Extract to read:
+++++

Because the hyperspace theory takes us far beyond normal, commonsense
conceptions of space and time, I have scattered throughout the text a few purely hypothetical stories. I was inspired to utilize this pedagogical technique by the story of Nobel Prize winner Isidore I. Rabi addressing an audience of physicists. He lamented the abysmal state of science education in the United States and scolded the physics community for neglecting its duty in popularizing the adventure of science for the general public and especially for the young. In fact, he admonished, science-fiction writers had done more to communicate the romance of science than all physicists combined.

In a previous book,
Beyond Einstein: The Cosmic Quest for the Theory of the Universe
(coauthored with Jennifer Trainer), I investigated super-string theory, described the nature of subatomic particles, and discussed at length the
visible universe
and how all the complexities of matter might be explained by tiny, vibrating strings. In this book, I have expanded on a different theme and explored the
invisible universe
—that is, the world of geometry and space-time. The focus of this book is not the nature of subatomic particles, but the higher-dimensional world in which they probably live. In the process, readers will see that higher-dimensional space, instead of being an empty, passive backdrop against which quarks play out their eternal roles, actually becomes the central actor in the drama of nature.

+++++

Object-pointing dataset rows:
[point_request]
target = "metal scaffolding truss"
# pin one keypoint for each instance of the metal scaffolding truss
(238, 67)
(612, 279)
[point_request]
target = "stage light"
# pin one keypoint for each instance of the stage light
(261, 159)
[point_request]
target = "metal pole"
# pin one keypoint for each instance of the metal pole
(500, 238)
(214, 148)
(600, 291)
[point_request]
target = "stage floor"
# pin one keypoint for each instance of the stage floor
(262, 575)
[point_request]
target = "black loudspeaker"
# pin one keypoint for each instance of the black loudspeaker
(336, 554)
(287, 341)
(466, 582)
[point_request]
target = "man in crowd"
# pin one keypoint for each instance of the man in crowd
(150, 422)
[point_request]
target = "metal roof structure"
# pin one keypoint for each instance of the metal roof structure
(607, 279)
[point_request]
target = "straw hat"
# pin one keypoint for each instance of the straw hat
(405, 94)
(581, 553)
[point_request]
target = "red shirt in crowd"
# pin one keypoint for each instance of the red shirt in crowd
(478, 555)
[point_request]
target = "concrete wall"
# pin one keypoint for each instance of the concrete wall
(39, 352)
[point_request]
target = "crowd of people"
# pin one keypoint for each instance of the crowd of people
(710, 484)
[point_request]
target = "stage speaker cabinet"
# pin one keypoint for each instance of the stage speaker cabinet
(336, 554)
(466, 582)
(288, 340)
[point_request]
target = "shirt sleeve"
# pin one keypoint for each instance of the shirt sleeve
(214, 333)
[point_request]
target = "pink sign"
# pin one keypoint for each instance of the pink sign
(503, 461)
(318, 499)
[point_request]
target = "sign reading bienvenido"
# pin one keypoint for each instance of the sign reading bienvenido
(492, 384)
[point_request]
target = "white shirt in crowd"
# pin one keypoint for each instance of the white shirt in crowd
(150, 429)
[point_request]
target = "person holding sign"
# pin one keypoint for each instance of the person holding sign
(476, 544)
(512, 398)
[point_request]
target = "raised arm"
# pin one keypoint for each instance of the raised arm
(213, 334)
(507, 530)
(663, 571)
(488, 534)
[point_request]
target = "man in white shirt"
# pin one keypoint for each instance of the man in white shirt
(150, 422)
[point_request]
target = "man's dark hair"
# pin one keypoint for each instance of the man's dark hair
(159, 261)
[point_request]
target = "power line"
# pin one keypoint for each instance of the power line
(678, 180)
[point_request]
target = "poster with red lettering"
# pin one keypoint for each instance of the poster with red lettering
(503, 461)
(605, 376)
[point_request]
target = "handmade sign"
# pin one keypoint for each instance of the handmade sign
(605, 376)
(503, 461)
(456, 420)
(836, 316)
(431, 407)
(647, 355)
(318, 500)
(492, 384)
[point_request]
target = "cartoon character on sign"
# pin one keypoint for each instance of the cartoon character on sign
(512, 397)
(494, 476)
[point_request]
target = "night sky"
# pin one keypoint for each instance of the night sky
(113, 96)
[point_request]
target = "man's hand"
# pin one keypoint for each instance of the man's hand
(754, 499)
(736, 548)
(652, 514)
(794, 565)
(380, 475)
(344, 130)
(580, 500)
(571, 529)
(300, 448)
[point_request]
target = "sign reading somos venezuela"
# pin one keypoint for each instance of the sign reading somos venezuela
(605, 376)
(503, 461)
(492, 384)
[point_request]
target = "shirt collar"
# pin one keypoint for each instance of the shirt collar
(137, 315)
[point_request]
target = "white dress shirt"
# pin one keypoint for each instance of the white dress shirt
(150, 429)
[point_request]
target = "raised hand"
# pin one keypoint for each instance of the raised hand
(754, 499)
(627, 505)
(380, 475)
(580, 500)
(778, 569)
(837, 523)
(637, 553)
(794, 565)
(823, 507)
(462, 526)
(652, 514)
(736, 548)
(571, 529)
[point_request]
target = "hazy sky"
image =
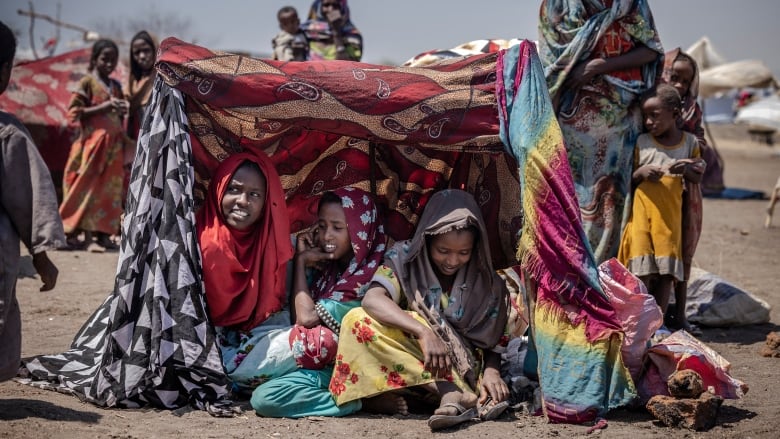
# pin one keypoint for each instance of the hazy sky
(394, 31)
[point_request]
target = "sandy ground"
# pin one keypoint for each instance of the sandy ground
(734, 245)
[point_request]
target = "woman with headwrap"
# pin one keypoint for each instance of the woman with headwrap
(330, 32)
(334, 265)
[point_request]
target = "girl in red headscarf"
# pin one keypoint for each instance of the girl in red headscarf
(244, 237)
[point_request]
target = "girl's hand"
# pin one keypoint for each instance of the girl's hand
(583, 73)
(649, 172)
(493, 386)
(435, 356)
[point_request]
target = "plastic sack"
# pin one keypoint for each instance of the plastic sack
(682, 351)
(714, 302)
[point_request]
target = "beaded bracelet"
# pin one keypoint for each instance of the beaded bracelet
(327, 318)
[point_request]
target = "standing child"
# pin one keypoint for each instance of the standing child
(665, 158)
(28, 213)
(290, 43)
(92, 186)
(681, 71)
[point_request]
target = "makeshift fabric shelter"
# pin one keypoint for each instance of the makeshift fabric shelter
(39, 93)
(483, 123)
(763, 113)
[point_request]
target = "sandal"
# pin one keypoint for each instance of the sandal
(438, 422)
(489, 412)
(692, 329)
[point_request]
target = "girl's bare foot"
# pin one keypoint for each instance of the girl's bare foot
(386, 404)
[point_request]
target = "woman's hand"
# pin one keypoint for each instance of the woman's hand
(46, 270)
(435, 356)
(492, 386)
(308, 252)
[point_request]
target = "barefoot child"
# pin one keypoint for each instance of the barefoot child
(333, 267)
(666, 158)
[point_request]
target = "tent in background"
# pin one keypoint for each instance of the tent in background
(39, 93)
(717, 75)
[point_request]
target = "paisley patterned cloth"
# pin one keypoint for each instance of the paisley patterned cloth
(94, 172)
(483, 124)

+++++

Instruction:
Could you reproduce the hyperspace passage from "Because the hyperspace" up to and including "all physicists combined.", swapping every "physicists" for "chemists"?

Output of the task:
Because the hyperspace theory takes us far beyond normal, commonsense
conceptions of space and time, I have scattered throughout the text a few purely hypothetical stories. I was inspired to utilize this pedagogical technique by the story of Nobel Prize winner Isidore I. Rabi addressing an audience of chemists. He lamented the abysmal state of science education in the United States and scolded the physics community for neglecting its duty in popularizing the adventure of science for the general public and especially for the young. In fact, he admonished, science-fiction writers had done more to communicate the romance of science than all chemists combined.